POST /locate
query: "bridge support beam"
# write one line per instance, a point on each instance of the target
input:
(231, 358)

= = =

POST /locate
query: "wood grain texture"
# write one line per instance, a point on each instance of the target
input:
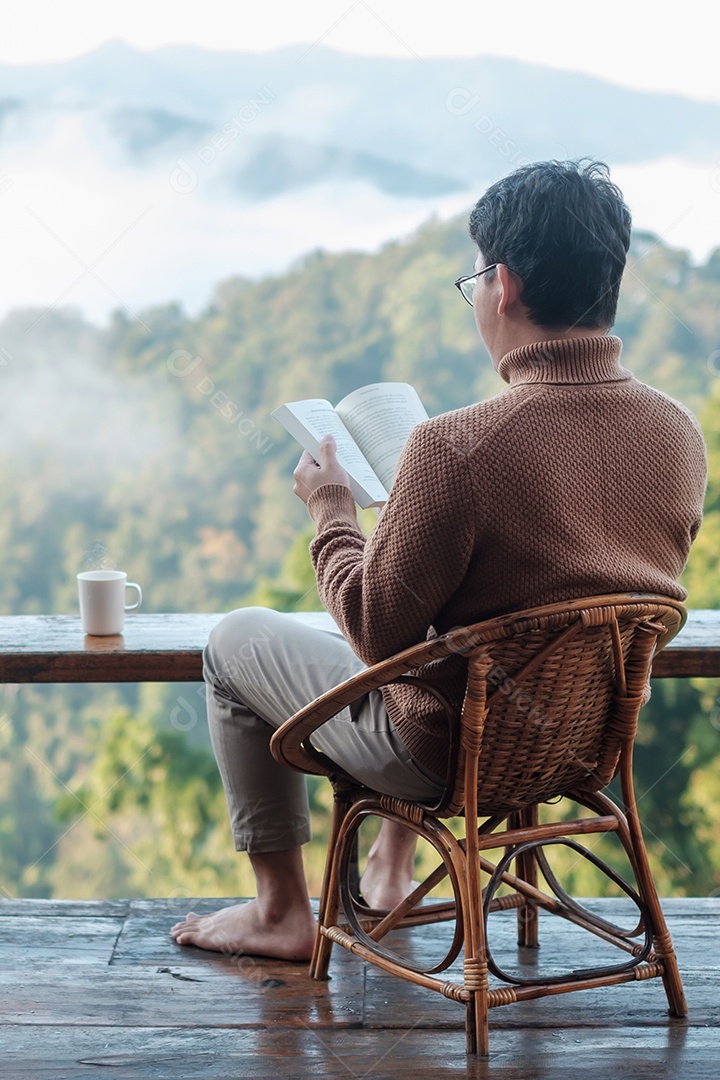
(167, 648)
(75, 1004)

= = =

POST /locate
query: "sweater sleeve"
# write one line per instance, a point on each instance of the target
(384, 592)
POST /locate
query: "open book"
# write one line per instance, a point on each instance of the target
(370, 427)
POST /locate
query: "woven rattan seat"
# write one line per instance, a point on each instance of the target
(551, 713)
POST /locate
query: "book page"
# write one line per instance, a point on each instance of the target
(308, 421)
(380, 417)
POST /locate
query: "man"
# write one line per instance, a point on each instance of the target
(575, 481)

= = =

_What to do_: Return each line from the items above that contains the word "query", copied without any change.

_Result of the exercise_:
query: "bridge support beam"
query: "wood grain texture"
query: "sweater sleeve"
query: "open book"
query: "woven rattan seat"
query: "book page"
query: "man"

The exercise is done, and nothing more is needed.